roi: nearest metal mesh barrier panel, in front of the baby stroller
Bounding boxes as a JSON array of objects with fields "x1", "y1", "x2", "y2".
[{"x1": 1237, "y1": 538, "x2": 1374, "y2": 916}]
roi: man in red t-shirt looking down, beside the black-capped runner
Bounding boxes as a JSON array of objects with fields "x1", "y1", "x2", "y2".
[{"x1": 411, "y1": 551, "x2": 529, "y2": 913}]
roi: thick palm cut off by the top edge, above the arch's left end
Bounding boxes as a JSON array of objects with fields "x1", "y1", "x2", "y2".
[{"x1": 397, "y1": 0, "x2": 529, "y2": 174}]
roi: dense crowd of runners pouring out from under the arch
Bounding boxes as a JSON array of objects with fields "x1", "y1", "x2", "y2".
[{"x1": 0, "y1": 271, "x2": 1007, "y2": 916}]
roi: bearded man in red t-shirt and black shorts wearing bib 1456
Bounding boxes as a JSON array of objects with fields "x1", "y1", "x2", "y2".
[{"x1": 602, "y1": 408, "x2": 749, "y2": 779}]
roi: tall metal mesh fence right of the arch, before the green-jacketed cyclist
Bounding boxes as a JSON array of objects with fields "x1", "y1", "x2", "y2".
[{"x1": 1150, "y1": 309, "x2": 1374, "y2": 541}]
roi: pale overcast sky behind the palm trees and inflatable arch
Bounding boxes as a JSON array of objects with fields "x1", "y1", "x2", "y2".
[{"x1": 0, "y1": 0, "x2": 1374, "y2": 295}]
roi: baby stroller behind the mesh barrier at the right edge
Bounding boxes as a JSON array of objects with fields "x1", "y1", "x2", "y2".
※ ※ ※
• Assigned task
Would you output all of the material exactly as it reads?

• Response to this exercise
roi: nearest metal mesh barrier panel, in front of the baby stroller
Bounding boxes as a JSON array of objects with fields "x1", "y1", "x2", "y2".
[{"x1": 1237, "y1": 538, "x2": 1374, "y2": 916}]
roi: man in red t-shirt looking down, beside the black-capped runner
Bounding boxes as a JSON array of objects with fields "x1", "y1", "x2", "y2".
[{"x1": 411, "y1": 551, "x2": 529, "y2": 913}]
roi: thick palm cut off by the top edge, above the arch's left end
Bounding boxes as a JSON array of objects with fields "x1", "y1", "x2", "y2".
[{"x1": 397, "y1": 0, "x2": 529, "y2": 174}]
roi: dense crowd of runners pouring out from under the arch
Bounding boxes as a JSON array of objects with fields "x1", "y1", "x2", "y2".
[{"x1": 0, "y1": 271, "x2": 1007, "y2": 916}]
roi: bearded man in red t-shirt and black shorts wearing bib 1456
Bounding boxes as a JSON array of objects with fields "x1", "y1", "x2", "y2".
[{"x1": 602, "y1": 408, "x2": 749, "y2": 779}]
roi: tall metal mesh fence right of the arch, before the green-jacketed cyclist
Bounding boxes as a JSON array of objects with fields "x1", "y1", "x2", "y2".
[{"x1": 1150, "y1": 309, "x2": 1374, "y2": 541}]
roi: pale overcast sky behind the palm trees and inflatable arch
Bounding boxes as a JSON array of objects with fields "x1", "y1", "x2", "y2".
[{"x1": 0, "y1": 0, "x2": 1374, "y2": 295}]
roi: baby stroller behind the mesh barrier at the right edge
Bounding boxes as a JSON array of objects with fields "x1", "y1", "x2", "y2".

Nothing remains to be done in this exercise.